● Directive: Rewrite everything from the line containing "Shelf-audit tool: tag the light" down to the end of the records, including the requests. Offset each coordinate value in the answers by adding 99.

● Dataset records:
......

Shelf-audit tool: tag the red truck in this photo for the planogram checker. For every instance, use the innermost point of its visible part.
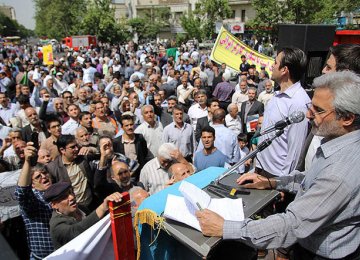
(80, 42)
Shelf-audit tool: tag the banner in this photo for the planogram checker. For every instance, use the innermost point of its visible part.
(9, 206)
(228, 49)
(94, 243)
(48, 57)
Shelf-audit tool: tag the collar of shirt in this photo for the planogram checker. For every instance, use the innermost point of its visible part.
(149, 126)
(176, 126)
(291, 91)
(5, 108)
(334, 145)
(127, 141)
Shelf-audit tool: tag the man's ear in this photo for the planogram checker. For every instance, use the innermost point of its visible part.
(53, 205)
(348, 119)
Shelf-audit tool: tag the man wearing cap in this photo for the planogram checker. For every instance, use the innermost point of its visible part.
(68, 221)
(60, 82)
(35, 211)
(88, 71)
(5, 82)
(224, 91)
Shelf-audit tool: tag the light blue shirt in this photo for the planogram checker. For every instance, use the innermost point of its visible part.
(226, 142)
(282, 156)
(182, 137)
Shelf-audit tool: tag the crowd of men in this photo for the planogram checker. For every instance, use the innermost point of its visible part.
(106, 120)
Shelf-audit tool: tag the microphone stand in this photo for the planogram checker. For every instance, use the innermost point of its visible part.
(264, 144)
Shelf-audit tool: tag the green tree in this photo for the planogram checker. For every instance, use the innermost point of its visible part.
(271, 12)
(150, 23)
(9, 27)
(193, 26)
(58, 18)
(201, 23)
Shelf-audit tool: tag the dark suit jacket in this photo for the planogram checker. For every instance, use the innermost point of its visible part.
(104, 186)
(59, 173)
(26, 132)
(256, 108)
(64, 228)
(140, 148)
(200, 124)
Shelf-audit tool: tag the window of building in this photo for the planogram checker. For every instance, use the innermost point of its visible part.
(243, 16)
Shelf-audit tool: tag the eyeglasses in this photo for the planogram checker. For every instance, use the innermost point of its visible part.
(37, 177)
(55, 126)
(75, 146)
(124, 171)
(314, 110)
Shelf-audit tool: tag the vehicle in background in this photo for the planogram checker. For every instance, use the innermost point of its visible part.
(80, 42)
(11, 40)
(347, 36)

......

● Problem solution:
Shelf-audit tool: tag the light blue shirt in this photo for the planogram checker. For every instance, use the innermost point of its visible part.
(325, 241)
(381, 255)
(281, 236)
Shelf-audit tool: tag the crowd of men in this photo for the planogram checker. For every instance, use the innermost point of its visible part.
(205, 219)
Shelf-audit tool: tag the microphone stand in this photo for the planogram checker. For every instance, use the innermost point of its visible part.
(363, 243)
Shelf-audit tool: tag the green tree in this photo for the planogram checker. For every instance, use the innermost point of its visible part.
(370, 111)
(249, 122)
(108, 126)
(292, 125)
(157, 117)
(300, 122)
Shelf-audit tool: tag the dark suit jacket in this photo for the planogram checker. For every instance, use the innermost point of its visible part.
(203, 285)
(158, 272)
(125, 231)
(355, 207)
(163, 327)
(239, 247)
(299, 223)
Shelf-audit tool: tag the window of building in this photo for the planogram checker. For every instance, use the innermost point of its visible part.
(342, 115)
Shelf-audit tool: tag the eyeglasses in this photo for the planogram checker. For every instance, use the innermost point of its visible part.
(136, 276)
(154, 225)
(174, 245)
(223, 270)
(413, 209)
Shelf-audit tool: tag the vehicle in background in this photo for the planogram checker. For every instance, use the innermost point of its visible part.
(179, 141)
(110, 139)
(446, 135)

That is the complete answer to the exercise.